Down to the last line, repeat the data below exactly.

************

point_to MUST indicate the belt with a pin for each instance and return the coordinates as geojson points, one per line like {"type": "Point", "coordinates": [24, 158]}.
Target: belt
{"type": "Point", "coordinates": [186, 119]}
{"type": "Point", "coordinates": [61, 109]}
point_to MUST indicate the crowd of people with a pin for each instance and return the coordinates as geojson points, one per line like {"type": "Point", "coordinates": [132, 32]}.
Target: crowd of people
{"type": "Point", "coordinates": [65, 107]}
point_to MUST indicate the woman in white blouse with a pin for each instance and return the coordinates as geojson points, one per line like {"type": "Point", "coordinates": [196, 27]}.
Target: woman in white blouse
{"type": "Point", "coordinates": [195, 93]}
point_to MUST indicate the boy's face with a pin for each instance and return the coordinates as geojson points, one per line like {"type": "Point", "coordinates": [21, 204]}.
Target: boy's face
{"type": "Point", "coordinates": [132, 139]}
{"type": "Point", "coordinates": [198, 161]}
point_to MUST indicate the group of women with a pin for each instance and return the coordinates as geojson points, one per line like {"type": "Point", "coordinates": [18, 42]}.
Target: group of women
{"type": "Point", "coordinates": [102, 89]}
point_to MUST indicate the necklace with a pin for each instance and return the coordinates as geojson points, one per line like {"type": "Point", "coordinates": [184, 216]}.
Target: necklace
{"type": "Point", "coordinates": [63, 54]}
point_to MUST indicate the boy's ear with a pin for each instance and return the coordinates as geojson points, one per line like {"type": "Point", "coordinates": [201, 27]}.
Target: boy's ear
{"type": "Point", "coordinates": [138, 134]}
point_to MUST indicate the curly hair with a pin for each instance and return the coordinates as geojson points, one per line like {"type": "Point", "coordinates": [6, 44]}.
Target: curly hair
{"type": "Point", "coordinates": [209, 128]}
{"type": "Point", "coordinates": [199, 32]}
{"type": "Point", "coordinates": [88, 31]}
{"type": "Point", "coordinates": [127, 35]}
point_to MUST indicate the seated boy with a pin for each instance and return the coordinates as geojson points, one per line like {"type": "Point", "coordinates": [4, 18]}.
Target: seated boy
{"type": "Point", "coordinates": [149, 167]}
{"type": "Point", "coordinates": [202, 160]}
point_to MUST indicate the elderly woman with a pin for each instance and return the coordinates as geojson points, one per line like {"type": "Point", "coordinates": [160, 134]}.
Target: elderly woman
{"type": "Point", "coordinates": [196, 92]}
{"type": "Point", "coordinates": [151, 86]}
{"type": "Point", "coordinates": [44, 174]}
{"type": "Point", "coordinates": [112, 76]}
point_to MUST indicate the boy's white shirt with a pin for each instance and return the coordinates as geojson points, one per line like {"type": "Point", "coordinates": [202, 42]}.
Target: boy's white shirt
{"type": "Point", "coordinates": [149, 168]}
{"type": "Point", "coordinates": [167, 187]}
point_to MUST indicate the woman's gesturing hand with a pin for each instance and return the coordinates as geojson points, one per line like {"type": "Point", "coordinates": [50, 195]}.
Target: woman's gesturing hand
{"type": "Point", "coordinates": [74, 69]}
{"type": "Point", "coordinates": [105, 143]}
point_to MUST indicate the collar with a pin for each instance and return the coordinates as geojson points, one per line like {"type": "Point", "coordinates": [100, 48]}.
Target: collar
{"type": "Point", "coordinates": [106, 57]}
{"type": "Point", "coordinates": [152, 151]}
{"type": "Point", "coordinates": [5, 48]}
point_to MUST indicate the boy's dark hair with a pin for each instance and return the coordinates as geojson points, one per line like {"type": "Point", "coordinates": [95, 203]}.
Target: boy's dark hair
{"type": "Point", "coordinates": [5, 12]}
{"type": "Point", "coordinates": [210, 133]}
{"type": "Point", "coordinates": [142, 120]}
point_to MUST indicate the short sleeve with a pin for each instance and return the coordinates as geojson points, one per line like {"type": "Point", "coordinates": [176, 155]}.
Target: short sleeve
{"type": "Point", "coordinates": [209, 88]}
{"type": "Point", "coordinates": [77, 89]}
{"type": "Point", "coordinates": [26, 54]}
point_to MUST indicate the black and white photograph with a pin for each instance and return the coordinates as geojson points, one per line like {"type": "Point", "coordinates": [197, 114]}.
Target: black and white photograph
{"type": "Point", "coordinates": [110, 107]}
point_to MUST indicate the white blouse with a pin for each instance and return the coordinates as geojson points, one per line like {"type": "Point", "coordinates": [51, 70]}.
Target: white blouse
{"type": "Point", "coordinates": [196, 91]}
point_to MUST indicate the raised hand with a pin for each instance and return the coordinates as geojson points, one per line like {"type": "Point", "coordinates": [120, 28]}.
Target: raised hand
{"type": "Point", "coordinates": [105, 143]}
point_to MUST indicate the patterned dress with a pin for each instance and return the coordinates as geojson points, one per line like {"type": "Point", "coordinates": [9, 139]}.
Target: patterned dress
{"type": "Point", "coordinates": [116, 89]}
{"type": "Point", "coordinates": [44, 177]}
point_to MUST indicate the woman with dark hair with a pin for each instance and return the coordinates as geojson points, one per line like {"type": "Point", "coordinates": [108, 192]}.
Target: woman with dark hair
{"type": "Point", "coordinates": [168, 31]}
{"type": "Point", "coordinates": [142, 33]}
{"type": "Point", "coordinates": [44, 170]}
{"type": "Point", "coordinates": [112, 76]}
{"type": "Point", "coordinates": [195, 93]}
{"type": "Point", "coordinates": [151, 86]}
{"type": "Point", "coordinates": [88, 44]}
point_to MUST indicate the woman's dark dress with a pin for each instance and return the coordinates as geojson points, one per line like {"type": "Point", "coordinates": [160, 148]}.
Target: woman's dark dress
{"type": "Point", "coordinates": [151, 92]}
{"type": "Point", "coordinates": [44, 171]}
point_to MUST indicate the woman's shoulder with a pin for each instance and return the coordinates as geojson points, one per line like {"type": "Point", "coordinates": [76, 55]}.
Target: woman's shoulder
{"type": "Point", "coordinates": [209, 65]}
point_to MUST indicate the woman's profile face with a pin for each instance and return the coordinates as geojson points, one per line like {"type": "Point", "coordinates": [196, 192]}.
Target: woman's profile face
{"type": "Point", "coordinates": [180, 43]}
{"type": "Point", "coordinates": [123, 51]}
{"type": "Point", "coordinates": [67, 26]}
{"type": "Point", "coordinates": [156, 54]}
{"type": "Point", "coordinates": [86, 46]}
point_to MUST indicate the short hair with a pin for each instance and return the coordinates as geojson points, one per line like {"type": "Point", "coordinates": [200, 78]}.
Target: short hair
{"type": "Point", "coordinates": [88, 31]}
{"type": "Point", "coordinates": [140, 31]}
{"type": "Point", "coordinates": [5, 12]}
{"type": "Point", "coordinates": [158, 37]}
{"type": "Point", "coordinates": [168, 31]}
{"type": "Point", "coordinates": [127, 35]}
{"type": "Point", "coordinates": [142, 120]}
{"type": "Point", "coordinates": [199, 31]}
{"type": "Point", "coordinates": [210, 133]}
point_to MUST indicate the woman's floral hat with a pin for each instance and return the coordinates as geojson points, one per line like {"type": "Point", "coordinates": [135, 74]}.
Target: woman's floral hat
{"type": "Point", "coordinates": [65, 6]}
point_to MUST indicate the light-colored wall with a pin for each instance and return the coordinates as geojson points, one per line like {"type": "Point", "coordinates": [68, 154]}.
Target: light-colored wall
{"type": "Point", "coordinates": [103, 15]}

************

### Output
point_to MUST indicate the belt with a pin for each instance and return the coordinates as geojson points, one per line like {"type": "Point", "coordinates": [24, 158]}.
Target: belt
{"type": "Point", "coordinates": [186, 119]}
{"type": "Point", "coordinates": [61, 109]}
point_to MUST indicate the crowd of people with a pin for each instance and return the coordinates as geojson points, one per line like {"type": "Point", "coordinates": [132, 32]}.
Target: crowd of people
{"type": "Point", "coordinates": [65, 107]}
point_to MUST indicate the woman in white blouse with a pin for each instance and return the coordinates as geojson points, one per line like {"type": "Point", "coordinates": [196, 27]}.
Target: woman in white blouse
{"type": "Point", "coordinates": [195, 93]}
point_to MUST indicate the boy's face with a pin for each instance and return the coordinates as geojson points, one per line like {"type": "Point", "coordinates": [21, 204]}.
Target: boy's face
{"type": "Point", "coordinates": [132, 139]}
{"type": "Point", "coordinates": [198, 161]}
point_to MUST indicate the group of women with a pin for each instance and return the coordinates as geojson points, one per line like {"type": "Point", "coordinates": [18, 42]}.
Target: group of women
{"type": "Point", "coordinates": [102, 89]}
point_to MUST indicate the necklace with a pin for each instance and return the coordinates as geojson points, one per line like {"type": "Point", "coordinates": [184, 216]}.
Target: necklace
{"type": "Point", "coordinates": [63, 54]}
point_to MUST indicate the boy's ear with a pin for each instance and return the coordinates as geojson points, one per line like {"type": "Point", "coordinates": [201, 27]}.
Target: boy's ear
{"type": "Point", "coordinates": [138, 134]}
point_to MUST indicate the curly hair with a pin for each instance and return the coordinates as geojson points, one per line like {"type": "Point", "coordinates": [6, 44]}.
Target: curly hair
{"type": "Point", "coordinates": [209, 128]}
{"type": "Point", "coordinates": [199, 32]}
{"type": "Point", "coordinates": [88, 31]}
{"type": "Point", "coordinates": [127, 35]}
point_to MUST indicate the seated boy with a pin for each instance and return the coordinates as geojson points, one per line like {"type": "Point", "coordinates": [4, 18]}.
Target: seated boy
{"type": "Point", "coordinates": [149, 167]}
{"type": "Point", "coordinates": [202, 160]}
point_to MUST indicate the elderly woman with a pin for each instance and return the coordinates as geojson points, one per line like {"type": "Point", "coordinates": [160, 134]}.
Target: elderly woman
{"type": "Point", "coordinates": [196, 92]}
{"type": "Point", "coordinates": [151, 86]}
{"type": "Point", "coordinates": [44, 174]}
{"type": "Point", "coordinates": [112, 76]}
point_to MUST indicate the boy's white shirt with a pin for each instance and return the coordinates as geojson points, one per line like {"type": "Point", "coordinates": [202, 42]}.
Target: boy's white shirt
{"type": "Point", "coordinates": [149, 168]}
{"type": "Point", "coordinates": [167, 187]}
point_to MUST indicate the woman's gesturing hand with a pin for each instance and return the coordinates as geojson points, one per line like {"type": "Point", "coordinates": [50, 195]}.
Target: woman's gesturing hand
{"type": "Point", "coordinates": [74, 69]}
{"type": "Point", "coordinates": [105, 143]}
point_to MUST indicate the collar with a pin for each instance and return the coordinates as geojson points, one per line like {"type": "Point", "coordinates": [100, 48]}.
Target: collar
{"type": "Point", "coordinates": [106, 57]}
{"type": "Point", "coordinates": [152, 151]}
{"type": "Point", "coordinates": [5, 48]}
point_to MUST indicate the boy's dark hair with a pin for each instance and return the coordinates as geojson points, one per line like {"type": "Point", "coordinates": [95, 203]}.
Target: boy's dark hair
{"type": "Point", "coordinates": [5, 12]}
{"type": "Point", "coordinates": [210, 133]}
{"type": "Point", "coordinates": [142, 120]}
point_to MUST indicate the short sleeve with a pin for each instance and return the coordinates as geojson points, one per line like {"type": "Point", "coordinates": [176, 155]}.
Target: short sleeve
{"type": "Point", "coordinates": [209, 88]}
{"type": "Point", "coordinates": [77, 89]}
{"type": "Point", "coordinates": [26, 54]}
point_to MUST indicate the black and white photograph with a pin for each instance and return the coordinates as geojson points, one per line like {"type": "Point", "coordinates": [197, 114]}.
Target: black and white photograph
{"type": "Point", "coordinates": [110, 107]}
point_to MUST indicate the white blouse with a pin for each instance and return the coordinates as geojson points, one per line like {"type": "Point", "coordinates": [51, 70]}.
Target: white blouse
{"type": "Point", "coordinates": [196, 91]}
point_to MUST indicate the raised hand with a pin for each instance and return the coordinates as geojson points, one per line like {"type": "Point", "coordinates": [120, 28]}.
Target: raised hand
{"type": "Point", "coordinates": [105, 143]}
point_to MUST indicate the patterned dress with a pin for each instance and return the coordinates as geojson points, one per line like {"type": "Point", "coordinates": [9, 139]}.
Target: patterned dress
{"type": "Point", "coordinates": [116, 89]}
{"type": "Point", "coordinates": [44, 177]}
point_to MUST indicate the woman with dark hair with a pin for each instance and return the coordinates as geojson points, one per line like {"type": "Point", "coordinates": [108, 192]}.
Target: woman with dark hair
{"type": "Point", "coordinates": [168, 31]}
{"type": "Point", "coordinates": [142, 33]}
{"type": "Point", "coordinates": [44, 170]}
{"type": "Point", "coordinates": [112, 76]}
{"type": "Point", "coordinates": [195, 93]}
{"type": "Point", "coordinates": [151, 86]}
{"type": "Point", "coordinates": [88, 44]}
point_to MUST indicate the woman's dark dress with a pin for each instance and return the coordinates as geojson points, one per line like {"type": "Point", "coordinates": [160, 148]}.
Target: woman's dark dress
{"type": "Point", "coordinates": [151, 92]}
{"type": "Point", "coordinates": [44, 171]}
point_to MUST indicate the woman's shoulder with a pin for each instance and return the coordinates as geojson points, one per line like {"type": "Point", "coordinates": [76, 55]}.
Target: woman's shoulder
{"type": "Point", "coordinates": [209, 65]}
point_to MUST indicate the woman's profile face with a pin for each instance and return the coordinates as geojson points, one per line like {"type": "Point", "coordinates": [196, 192]}.
Target: woman's profile face
{"type": "Point", "coordinates": [180, 43]}
{"type": "Point", "coordinates": [123, 51]}
{"type": "Point", "coordinates": [67, 26]}
{"type": "Point", "coordinates": [156, 54]}
{"type": "Point", "coordinates": [86, 46]}
point_to MUST indicate the short hair with a pin for each instance and return the coordinates as geojson points, one per line like {"type": "Point", "coordinates": [200, 78]}.
Target: short hair
{"type": "Point", "coordinates": [88, 31]}
{"type": "Point", "coordinates": [140, 31]}
{"type": "Point", "coordinates": [5, 12]}
{"type": "Point", "coordinates": [158, 37]}
{"type": "Point", "coordinates": [168, 31]}
{"type": "Point", "coordinates": [127, 35]}
{"type": "Point", "coordinates": [142, 120]}
{"type": "Point", "coordinates": [199, 31]}
{"type": "Point", "coordinates": [210, 133]}
point_to MUST indicate the woman's floral hat with a pin for each instance and return the coordinates as geojson points, one per line like {"type": "Point", "coordinates": [135, 74]}.
Target: woman's floral hat
{"type": "Point", "coordinates": [65, 6]}
point_to MUST indicate the light-colored wall with a pin for each instance and return the coordinates as geojson points, one per line like {"type": "Point", "coordinates": [68, 154]}.
Target: light-colored wall
{"type": "Point", "coordinates": [103, 15]}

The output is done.